From the listing below, copy each line that contains the word "island".

━━━ EXERCISE INPUTS ━━━

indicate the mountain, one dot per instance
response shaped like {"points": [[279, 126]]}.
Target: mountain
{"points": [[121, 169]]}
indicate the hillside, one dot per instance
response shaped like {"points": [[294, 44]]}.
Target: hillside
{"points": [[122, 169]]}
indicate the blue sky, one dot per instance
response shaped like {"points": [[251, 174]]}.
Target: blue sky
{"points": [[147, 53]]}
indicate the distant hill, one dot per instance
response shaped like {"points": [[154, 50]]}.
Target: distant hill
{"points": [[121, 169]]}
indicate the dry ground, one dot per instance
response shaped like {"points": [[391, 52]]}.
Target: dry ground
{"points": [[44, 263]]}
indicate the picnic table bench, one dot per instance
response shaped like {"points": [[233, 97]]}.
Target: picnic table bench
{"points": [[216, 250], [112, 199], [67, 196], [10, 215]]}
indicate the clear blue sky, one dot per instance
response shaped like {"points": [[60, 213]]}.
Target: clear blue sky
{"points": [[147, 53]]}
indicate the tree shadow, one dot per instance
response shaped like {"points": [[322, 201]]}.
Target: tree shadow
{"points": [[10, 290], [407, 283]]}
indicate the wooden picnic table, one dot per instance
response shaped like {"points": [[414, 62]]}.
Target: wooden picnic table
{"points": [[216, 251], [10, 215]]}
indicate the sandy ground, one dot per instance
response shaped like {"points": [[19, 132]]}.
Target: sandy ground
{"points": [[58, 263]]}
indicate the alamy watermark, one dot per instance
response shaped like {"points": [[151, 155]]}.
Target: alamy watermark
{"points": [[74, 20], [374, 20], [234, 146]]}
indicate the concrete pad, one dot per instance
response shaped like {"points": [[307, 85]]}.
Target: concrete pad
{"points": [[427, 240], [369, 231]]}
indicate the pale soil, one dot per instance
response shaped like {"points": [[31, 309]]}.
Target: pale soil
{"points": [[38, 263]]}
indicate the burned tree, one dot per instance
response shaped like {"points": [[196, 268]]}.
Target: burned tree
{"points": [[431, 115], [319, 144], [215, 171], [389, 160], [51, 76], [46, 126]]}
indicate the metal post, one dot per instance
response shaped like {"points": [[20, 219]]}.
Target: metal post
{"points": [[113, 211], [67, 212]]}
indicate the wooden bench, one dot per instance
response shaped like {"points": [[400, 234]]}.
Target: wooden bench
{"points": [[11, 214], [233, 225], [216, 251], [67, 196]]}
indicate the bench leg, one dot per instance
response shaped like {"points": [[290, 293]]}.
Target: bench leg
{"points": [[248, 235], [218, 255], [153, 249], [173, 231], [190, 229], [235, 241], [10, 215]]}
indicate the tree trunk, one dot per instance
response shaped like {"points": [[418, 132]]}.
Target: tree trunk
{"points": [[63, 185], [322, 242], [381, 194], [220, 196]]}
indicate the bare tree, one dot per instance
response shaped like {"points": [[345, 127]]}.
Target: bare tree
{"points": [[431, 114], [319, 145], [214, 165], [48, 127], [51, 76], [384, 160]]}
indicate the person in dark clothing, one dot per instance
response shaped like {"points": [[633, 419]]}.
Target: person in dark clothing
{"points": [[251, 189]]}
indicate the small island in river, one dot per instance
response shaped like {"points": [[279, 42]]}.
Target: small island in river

━━━

ANSWER FOR THE TASK.
indicate the small island in river, one dot per instance
Target: small island in river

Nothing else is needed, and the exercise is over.